**STORED RECORDS**.
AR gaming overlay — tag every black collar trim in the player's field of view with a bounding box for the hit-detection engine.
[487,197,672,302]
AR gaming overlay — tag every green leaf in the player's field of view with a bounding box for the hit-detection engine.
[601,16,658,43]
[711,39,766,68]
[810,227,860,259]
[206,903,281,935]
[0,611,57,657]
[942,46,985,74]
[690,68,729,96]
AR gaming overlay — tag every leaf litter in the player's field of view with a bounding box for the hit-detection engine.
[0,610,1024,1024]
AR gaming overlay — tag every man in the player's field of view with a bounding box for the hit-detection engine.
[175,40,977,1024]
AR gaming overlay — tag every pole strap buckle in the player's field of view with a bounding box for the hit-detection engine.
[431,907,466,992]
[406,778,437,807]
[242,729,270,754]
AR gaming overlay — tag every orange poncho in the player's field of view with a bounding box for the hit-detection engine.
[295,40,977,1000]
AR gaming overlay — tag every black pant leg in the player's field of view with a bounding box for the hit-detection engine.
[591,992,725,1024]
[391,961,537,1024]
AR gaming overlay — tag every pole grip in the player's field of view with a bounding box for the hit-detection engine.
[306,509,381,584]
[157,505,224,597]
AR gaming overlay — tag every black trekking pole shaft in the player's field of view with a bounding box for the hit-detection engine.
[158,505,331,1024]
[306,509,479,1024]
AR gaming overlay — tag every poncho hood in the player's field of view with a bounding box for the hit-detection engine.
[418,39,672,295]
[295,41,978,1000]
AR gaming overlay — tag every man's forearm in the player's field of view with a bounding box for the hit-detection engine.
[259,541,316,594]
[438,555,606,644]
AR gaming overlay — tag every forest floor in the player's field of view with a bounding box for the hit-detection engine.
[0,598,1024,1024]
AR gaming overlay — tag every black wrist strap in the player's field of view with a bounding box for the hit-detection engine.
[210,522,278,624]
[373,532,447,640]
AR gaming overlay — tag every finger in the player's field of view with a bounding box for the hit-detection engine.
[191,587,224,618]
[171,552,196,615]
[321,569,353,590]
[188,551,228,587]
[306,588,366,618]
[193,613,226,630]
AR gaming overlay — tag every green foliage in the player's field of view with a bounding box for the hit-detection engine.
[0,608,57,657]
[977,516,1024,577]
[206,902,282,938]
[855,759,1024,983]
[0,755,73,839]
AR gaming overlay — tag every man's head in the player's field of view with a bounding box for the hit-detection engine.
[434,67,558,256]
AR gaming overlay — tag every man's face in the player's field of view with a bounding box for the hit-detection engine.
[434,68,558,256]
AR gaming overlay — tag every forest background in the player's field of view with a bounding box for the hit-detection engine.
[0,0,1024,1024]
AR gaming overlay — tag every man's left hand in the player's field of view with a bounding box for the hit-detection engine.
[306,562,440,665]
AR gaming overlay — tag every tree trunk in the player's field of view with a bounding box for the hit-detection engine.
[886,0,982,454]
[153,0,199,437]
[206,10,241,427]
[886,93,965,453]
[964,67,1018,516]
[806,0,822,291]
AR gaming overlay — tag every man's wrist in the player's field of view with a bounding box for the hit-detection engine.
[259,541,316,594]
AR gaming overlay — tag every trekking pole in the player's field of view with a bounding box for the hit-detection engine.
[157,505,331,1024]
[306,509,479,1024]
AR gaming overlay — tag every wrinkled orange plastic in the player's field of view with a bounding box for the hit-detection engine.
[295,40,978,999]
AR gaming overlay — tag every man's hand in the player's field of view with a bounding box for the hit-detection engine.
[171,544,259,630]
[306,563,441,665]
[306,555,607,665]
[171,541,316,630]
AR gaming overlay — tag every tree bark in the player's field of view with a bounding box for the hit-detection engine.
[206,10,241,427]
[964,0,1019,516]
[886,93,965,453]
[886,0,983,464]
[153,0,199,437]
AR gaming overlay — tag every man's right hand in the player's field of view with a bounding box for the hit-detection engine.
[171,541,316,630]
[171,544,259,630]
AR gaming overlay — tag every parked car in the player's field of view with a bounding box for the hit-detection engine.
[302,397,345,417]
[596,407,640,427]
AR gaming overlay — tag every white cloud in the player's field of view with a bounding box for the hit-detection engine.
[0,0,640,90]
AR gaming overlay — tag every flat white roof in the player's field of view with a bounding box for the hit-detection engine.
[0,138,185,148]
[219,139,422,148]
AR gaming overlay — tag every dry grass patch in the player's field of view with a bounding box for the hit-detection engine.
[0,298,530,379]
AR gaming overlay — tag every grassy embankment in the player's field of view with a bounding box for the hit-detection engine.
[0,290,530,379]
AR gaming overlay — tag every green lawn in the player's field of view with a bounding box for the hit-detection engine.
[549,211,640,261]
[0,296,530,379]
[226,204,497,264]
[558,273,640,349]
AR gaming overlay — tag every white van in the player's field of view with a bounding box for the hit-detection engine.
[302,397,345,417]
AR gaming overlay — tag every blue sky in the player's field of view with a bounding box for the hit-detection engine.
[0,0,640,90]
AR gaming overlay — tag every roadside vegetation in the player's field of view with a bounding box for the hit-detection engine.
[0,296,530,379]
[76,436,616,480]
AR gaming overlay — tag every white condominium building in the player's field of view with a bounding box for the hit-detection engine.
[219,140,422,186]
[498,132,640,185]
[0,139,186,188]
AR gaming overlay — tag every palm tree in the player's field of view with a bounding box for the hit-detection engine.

**WHAT YOU ARE ASKED TO DO**.
Set out all the rows above as a Markdown table with two columns, Number and Line, putting each line beside its row number and skipping any blank lines.

**RESULT BELOW**.
| Number | Line |
|---|---|
| 1 | AR gaming overlay — tag every black collar trim in the player's field of view with a bounding box for the hit-detection engine. |
| 2 | [487,197,672,302] |
| 3 | AR gaming overlay — tag every green leaf in the player's field of view with a bounding box for the hit-detection engine. |
| 4 | [601,16,658,43] |
| 5 | [711,39,766,68] |
| 6 | [810,227,860,259] |
| 7 | [206,903,281,935] |
| 8 | [0,611,57,657] |
| 9 | [942,46,985,74] |
| 10 | [690,68,729,96] |
| 11 | AR gaming overlay — tag every leaf litter in the player's field of view with a bounding box for the hit-detection engine. |
| 12 | [0,610,1024,1024] |
| 13 | AR gaming overlay — tag every man in the player's field of view with a bounding box for the hit-detection engine. |
| 14 | [175,40,977,1024] |
| 15 | AR gaming overlay — tag every pole strap buckle in the player's field of view with a bounding box for the hit-detection engine. |
| 16 | [431,907,466,992] |
| 17 | [406,778,437,807] |
| 18 | [242,729,270,754] |
| 19 | AR gaming overlay — tag every orange poncho in the player's field of view with a bounding box for the hit-detection engine. |
| 20 | [295,40,977,1000] |
| 21 | AR gaming overlay — tag every black pant leg in the player's field of view with a bounding box for the hit-detection engine. |
| 22 | [591,992,725,1024] |
| 23 | [391,961,537,1024] |
| 24 | AR gaming overlay — tag every pole grip in the player's field of view with a bounding box for the hit-detection engine. |
| 25 | [306,509,381,584] |
| 26 | [157,505,224,597] |
| 27 | AR gaming overlay — tag every black trekking pole shaft in the player's field of view with a bounding box for the hit-detection engine. |
| 28 | [158,505,331,1024] |
| 29 | [306,509,479,1024] |
| 30 | AR gaming overlay — tag every poncho hood in the player's field of view with a bounding box for the hit-detection engine. |
| 31 | [418,39,672,295] |
| 32 | [295,41,978,1000] |
| 33 | AR gaming overlay — tag every man's forearm in the player's field of view with a bounding box for the hit-detection engine. |
| 34 | [259,541,316,594] |
| 35 | [438,555,606,644] |
| 36 | AR gaming overlay — tag every forest floor in the player's field of view with a bounding box for the hit-detection engine. |
| 37 | [0,598,1024,1024] |
| 38 | AR gaming overlay — tag every black wrist strap in the player's field of view with a bounding box for the hit-detection engine. |
| 39 | [210,522,278,624] |
| 40 | [373,532,447,640] |
| 41 | AR gaming overlay — tag every finger in the player's field of view with a bounding box for the hit-detection engine. |
| 42 | [191,587,224,618] |
| 43 | [171,552,196,615] |
| 44 | [321,569,353,590] |
| 45 | [188,551,228,587] |
| 46 | [306,588,366,618] |
| 47 | [193,613,226,630] |
| 48 | AR gaming overlay — tag every green foliage in the player's field of view with a bounding box for the hit-detection engine. |
| 49 | [0,608,57,657] |
| 50 | [977,516,1024,577] |
| 51 | [206,902,282,938] |
| 52 | [855,759,1024,983] |
| 53 | [0,755,73,839] |
| 54 | AR gaming overlay — tag every man's head in the player's field of view with a bounding box for the hit-detection engine. |
| 55 | [434,67,558,256] |
| 56 | AR gaming overlay — tag every man's face in the player's field of view with a bounding box for the hit-detection engine. |
| 57 | [434,68,558,256] |
| 58 | AR gaming overlay — tag every forest background in the player's field of view with a bounding box for the hit-detection engine. |
| 59 | [0,0,1024,1024] |
| 60 | AR gaming overlay — tag every man's left hand in the player's field of view with a bounding box for the hit-detection engine. |
| 61 | [306,562,440,665] |
| 62 | AR gaming overlay — tag every tree trunk in the player's field of view with a bounding box for the hit-detection engine. |
| 63 | [886,0,982,454] |
| 64 | [153,0,199,437] |
| 65 | [206,10,241,427] |
| 66 | [886,93,965,453] |
| 67 | [964,67,1018,516] |
| 68 | [806,0,822,291] |
| 69 | AR gaming overlay — tag every man's wrist in the player's field of view with a bounding box for the hit-detection engine. |
| 70 | [259,541,316,594] |
| 71 | AR gaming overlay — tag every trekking pole in the player's field of view with a bounding box for the hit-detection engine. |
| 72 | [157,505,331,1024] |
| 73 | [306,509,479,1024] |
| 74 | AR gaming overlay — tag every wrinkled orange plastic in the player's field of view with a bounding box for the hit-detection engine. |
| 75 | [295,40,978,999] |
| 76 | AR gaming overlay — tag every man's hand in the player's field of view with a bounding box for the hit-detection engine. |
| 77 | [171,544,259,630] |
| 78 | [306,563,441,665] |
| 79 | [306,555,607,665] |
| 80 | [171,541,316,630] |
| 81 | AR gaming overlay — tag every tree bark in the player's field of view with a bounding box for the hit-detection engine. |
| 82 | [206,10,241,427] |
| 83 | [964,0,1019,516] |
| 84 | [886,93,965,453] |
| 85 | [886,0,983,464] |
| 86 | [153,0,199,437] |
| 87 | AR gaming overlay — tag every man's right hand in the player's field of view with a bounding box for the hit-detection engine. |
| 88 | [171,541,316,630] |
| 89 | [171,544,259,630] |
| 90 | AR gaming overlay — tag every parked car in the player's field of view with a bounding box for the hit-detection engine. |
| 91 | [302,397,345,417] |
| 92 | [596,407,640,427] |
| 93 | AR gaming overlay — tag every white cloud in the player's field of view with a bounding box for the hit-detection engine. |
| 94 | [0,0,640,90] |
| 95 | AR gaming overlay — tag every flat white roof in the player's field of view with a bounding box for the hit-detection engine. |
| 96 | [0,138,185,148] |
| 97 | [219,139,422,148] |
| 98 | AR gaming overlay — tag every dry grass patch in the player's field of view with a bounding box for the hit-detection engine. |
| 99 | [0,298,530,379] |
| 100 | AR gaming overlay — tag every grassy embankment in the player's field of view with a bounding box for the hit-detection engine. |
| 101 | [0,290,530,379] |
| 102 | AR gaming overlay — tag every green lawn in the player's field of view with a bounding box for the hit-detection engine. |
| 103 | [549,211,640,261] |
| 104 | [0,296,530,379] |
| 105 | [226,204,497,264] |
| 106 | [558,273,640,349] |
| 107 | AR gaming overlay — tag every white van in the player's field of view with a bounding box for the hit-detection engine. |
| 108 | [302,397,345,417] |
| 109 | AR gaming overlay — tag every blue sky in the player's field of view with a bounding box for the hit-detection engine. |
| 110 | [0,0,640,90] |
| 111 | AR gaming overlay — tag every roadside vegetation in the player's field of view with a bounding box for the hit-detection engine. |
| 112 | [0,296,530,379] |
| 113 | [76,436,616,480] |
| 114 | AR gaming overlay — tag every white condominium building in the player's field of view with a bounding box for the hit-detection engine. |
| 115 | [219,140,422,186] |
| 116 | [498,132,640,185] |
| 117 | [0,139,186,188] |
| 118 | AR gaming overlay — tag every palm tree in the player's field of view with a bounding box for the hit-detection engine. |